** Start EXERCISE INPUT **

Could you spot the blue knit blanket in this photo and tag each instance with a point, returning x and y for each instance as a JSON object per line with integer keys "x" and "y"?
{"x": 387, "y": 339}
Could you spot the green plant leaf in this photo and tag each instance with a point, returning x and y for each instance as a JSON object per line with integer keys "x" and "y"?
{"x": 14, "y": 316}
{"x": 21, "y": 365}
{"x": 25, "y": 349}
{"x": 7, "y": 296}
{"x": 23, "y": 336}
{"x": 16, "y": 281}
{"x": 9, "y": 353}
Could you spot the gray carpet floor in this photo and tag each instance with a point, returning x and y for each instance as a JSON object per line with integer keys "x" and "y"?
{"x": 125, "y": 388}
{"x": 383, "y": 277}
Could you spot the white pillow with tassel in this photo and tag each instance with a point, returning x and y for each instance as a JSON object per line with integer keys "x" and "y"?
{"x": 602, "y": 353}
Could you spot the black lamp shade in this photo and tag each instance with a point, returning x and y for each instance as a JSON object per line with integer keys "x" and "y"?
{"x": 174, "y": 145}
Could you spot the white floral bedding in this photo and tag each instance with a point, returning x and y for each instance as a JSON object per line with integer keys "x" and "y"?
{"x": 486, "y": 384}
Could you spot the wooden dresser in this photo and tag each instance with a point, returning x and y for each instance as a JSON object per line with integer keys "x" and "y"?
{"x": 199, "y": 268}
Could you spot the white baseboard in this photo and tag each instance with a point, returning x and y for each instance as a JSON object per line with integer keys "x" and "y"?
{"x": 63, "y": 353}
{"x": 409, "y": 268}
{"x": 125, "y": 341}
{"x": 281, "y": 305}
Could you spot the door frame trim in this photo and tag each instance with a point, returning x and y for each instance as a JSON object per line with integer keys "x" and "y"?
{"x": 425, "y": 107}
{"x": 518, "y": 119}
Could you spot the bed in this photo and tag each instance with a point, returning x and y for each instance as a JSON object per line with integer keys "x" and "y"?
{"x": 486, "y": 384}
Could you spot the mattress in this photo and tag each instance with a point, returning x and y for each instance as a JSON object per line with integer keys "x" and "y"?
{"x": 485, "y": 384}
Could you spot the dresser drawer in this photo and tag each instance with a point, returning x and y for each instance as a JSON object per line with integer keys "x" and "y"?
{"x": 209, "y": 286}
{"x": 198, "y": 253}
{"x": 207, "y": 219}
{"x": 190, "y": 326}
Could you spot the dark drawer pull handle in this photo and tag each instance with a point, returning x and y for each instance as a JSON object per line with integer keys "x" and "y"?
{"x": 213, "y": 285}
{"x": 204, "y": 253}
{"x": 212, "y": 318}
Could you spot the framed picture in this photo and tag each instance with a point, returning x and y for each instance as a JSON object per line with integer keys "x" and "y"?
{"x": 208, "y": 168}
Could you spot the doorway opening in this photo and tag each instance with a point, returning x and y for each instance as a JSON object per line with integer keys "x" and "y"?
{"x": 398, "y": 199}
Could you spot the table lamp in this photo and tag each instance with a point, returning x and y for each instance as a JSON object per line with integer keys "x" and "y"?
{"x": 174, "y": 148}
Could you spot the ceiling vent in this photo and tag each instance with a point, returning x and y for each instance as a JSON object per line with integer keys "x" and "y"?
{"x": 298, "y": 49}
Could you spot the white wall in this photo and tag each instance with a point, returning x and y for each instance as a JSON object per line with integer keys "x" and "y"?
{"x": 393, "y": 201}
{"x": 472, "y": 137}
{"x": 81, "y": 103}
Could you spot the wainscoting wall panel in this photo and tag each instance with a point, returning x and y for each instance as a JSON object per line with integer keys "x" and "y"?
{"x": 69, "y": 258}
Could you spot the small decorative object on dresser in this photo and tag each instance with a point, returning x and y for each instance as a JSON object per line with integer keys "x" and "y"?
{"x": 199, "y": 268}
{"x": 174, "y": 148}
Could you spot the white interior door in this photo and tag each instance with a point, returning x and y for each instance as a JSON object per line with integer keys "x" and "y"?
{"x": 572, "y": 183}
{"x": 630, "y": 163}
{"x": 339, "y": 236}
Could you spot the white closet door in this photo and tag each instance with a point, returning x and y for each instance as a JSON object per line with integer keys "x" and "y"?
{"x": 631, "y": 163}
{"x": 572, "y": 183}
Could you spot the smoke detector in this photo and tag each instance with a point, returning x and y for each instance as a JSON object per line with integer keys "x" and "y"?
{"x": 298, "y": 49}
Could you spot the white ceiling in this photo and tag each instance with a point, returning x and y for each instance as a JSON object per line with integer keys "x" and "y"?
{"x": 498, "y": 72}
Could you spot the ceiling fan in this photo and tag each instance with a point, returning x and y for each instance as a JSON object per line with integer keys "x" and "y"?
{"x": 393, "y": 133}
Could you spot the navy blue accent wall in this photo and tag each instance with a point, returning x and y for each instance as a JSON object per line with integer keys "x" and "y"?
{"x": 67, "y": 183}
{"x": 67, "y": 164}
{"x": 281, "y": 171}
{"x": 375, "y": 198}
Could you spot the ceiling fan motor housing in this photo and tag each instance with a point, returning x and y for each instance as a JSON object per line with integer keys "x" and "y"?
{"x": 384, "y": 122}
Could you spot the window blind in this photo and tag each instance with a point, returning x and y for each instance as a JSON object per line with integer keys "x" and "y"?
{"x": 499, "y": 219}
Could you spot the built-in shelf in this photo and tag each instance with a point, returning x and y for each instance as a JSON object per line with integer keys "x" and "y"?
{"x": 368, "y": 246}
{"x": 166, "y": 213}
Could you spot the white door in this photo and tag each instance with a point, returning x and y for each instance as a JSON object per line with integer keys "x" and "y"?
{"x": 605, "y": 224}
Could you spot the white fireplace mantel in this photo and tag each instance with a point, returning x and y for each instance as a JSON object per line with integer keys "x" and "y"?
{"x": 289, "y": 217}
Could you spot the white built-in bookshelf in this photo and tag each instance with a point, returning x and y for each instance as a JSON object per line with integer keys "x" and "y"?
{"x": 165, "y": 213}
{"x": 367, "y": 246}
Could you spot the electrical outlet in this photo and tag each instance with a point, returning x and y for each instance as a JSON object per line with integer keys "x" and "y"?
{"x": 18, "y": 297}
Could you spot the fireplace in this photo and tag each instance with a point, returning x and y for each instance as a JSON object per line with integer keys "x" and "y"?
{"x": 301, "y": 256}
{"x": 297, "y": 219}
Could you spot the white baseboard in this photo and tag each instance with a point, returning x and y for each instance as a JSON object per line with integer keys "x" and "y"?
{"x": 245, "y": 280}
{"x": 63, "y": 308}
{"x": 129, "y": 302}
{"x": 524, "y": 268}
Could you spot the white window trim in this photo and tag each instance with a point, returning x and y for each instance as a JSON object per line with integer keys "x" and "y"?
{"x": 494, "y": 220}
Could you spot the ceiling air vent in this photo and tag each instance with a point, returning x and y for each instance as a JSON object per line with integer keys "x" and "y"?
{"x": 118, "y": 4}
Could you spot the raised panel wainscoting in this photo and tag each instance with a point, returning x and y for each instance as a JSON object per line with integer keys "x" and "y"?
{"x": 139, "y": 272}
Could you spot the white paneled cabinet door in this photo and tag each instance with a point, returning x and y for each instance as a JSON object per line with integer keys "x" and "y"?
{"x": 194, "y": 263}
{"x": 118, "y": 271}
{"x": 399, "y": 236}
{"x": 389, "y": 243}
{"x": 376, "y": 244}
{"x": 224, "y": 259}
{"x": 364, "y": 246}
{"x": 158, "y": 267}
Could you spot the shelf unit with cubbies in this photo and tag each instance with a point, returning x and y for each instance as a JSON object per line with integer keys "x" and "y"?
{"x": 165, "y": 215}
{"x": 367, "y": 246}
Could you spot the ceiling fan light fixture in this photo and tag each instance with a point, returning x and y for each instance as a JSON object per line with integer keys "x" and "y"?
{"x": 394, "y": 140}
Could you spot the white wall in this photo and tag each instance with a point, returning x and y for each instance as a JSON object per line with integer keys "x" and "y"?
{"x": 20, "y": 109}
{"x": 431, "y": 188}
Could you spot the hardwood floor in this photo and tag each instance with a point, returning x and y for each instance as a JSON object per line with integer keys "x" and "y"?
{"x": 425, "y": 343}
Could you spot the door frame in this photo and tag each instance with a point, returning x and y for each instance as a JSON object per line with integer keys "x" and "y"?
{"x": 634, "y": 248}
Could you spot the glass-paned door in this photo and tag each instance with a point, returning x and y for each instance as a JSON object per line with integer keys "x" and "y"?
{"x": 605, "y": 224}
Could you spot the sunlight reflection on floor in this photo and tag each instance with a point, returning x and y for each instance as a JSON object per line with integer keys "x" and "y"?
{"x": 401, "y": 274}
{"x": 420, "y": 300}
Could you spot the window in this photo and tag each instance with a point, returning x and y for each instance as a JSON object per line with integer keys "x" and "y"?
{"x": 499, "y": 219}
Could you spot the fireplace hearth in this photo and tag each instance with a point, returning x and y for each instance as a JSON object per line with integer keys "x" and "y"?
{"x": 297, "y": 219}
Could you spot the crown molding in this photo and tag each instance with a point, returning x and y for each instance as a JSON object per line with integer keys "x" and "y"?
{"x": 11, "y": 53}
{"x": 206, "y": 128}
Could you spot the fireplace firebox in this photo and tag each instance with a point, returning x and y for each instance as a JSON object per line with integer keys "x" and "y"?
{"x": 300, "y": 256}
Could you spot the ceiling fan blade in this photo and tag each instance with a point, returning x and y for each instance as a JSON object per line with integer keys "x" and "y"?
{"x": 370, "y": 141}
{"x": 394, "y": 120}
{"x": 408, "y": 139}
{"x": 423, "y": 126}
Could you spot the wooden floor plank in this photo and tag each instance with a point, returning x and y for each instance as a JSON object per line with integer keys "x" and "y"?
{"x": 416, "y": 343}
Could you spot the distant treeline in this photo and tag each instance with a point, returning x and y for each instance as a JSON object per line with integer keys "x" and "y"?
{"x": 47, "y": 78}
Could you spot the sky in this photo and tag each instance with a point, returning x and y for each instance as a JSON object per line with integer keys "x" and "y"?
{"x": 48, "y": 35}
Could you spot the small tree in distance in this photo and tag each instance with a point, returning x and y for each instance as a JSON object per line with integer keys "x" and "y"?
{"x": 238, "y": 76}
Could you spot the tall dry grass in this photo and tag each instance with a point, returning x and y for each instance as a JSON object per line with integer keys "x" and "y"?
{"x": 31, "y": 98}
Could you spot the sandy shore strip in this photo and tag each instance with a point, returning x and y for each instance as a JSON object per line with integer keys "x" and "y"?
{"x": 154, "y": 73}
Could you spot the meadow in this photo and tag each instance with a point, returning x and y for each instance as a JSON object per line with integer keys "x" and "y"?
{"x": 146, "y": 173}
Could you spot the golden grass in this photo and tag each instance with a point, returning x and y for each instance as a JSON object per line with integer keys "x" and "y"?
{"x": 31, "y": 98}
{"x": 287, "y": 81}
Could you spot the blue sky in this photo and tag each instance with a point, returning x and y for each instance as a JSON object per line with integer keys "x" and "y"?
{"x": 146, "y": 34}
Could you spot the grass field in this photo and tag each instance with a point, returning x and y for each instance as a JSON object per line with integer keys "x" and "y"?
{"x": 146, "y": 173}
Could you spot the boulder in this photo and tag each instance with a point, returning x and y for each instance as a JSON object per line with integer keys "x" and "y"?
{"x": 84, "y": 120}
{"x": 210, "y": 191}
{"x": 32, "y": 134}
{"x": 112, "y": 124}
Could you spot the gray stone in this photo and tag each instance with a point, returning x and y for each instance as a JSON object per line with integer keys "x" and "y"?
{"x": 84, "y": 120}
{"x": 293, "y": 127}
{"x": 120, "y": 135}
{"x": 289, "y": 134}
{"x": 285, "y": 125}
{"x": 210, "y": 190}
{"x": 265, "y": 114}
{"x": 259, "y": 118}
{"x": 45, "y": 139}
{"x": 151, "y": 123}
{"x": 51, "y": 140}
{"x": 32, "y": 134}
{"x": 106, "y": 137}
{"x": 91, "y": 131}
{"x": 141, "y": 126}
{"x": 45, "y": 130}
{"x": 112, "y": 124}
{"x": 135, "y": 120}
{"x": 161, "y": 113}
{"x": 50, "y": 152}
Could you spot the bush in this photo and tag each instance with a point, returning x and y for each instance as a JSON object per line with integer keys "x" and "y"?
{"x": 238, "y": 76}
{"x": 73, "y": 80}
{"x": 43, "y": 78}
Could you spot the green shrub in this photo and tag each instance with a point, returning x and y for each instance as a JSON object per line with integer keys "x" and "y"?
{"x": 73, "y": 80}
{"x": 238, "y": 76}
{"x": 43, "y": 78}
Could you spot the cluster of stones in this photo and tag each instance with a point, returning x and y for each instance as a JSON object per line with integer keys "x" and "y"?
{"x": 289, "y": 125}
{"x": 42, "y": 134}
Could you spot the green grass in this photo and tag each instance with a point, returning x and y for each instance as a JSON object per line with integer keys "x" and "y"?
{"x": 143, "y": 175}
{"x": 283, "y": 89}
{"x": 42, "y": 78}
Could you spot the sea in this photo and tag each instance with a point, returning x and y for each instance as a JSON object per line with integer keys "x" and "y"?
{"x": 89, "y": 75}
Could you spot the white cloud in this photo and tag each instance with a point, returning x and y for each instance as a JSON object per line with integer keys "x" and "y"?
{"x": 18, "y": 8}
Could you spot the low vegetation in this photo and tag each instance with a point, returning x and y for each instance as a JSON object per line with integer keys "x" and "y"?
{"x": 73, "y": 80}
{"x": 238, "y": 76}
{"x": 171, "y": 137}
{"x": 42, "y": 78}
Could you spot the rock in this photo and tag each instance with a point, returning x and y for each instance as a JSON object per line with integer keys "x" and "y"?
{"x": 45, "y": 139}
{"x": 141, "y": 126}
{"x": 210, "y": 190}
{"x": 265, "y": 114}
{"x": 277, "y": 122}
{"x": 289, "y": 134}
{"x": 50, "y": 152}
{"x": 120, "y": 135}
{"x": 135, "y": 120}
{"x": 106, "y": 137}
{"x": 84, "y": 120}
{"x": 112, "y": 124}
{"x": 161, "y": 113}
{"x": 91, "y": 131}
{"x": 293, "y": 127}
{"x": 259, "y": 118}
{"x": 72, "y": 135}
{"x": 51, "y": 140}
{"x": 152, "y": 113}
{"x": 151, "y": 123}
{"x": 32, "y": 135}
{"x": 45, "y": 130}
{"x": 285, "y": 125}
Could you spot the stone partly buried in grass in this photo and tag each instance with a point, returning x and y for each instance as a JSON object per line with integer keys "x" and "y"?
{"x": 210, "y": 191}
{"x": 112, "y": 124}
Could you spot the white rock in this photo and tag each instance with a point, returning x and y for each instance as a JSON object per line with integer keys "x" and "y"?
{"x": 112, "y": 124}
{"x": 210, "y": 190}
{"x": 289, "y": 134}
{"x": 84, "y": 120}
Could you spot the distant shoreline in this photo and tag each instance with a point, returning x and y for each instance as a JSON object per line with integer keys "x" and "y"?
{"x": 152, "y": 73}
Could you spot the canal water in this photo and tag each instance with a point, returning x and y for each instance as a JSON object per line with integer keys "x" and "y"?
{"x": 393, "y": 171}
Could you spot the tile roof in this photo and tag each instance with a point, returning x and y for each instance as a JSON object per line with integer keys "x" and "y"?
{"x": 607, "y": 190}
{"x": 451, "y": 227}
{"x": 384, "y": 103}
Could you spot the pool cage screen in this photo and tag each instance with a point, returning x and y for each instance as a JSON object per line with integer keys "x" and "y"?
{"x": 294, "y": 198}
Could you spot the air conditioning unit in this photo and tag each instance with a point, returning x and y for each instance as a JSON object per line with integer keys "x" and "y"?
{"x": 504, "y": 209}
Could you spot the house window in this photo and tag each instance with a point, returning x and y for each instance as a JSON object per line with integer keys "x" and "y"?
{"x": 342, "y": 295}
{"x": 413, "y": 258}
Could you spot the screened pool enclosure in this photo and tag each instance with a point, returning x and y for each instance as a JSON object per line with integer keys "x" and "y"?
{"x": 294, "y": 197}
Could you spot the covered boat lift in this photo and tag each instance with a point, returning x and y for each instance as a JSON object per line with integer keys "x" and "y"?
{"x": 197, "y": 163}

** End EXERCISE INPUT **

EXERCISE DETAILS: Copy exactly the lines above, from the one containing "Could you spot the tile" through the very last line.

SOLUTION TO THE PROBLEM:
Could you spot the tile roof in this photo and tag each instance with a point, returning x and y for each instance as a JSON object per line with integer keys "x" and "y"?
{"x": 607, "y": 190}
{"x": 451, "y": 227}
{"x": 384, "y": 103}
Could you spot the pool cage screen in this photo and tag each instance with a point, returning x and y for each instance as a JSON object per line with integer keys "x" and "y"?
{"x": 294, "y": 198}
Could you spot the air conditioning unit in this photo and tag each instance with a point, returning x and y for each instance as a JSON object per line with integer keys "x" and "y"?
{"x": 504, "y": 209}
Could you spot the house window in this photo and tag each instance with a point, returning x and y for each instance as a JSON object per line with integer keys "x" and "y"?
{"x": 342, "y": 295}
{"x": 413, "y": 258}
Could you spot the screened pool enclosure in this photo and tag each instance with a point, returning x and y for each instance as a JSON object per line with integer keys "x" and "y"?
{"x": 294, "y": 197}
Could you spot the covered boat lift in this photo and tag each instance with a point, returning x and y for each instance as a JSON object per line with integer keys "x" and "y"?
{"x": 197, "y": 163}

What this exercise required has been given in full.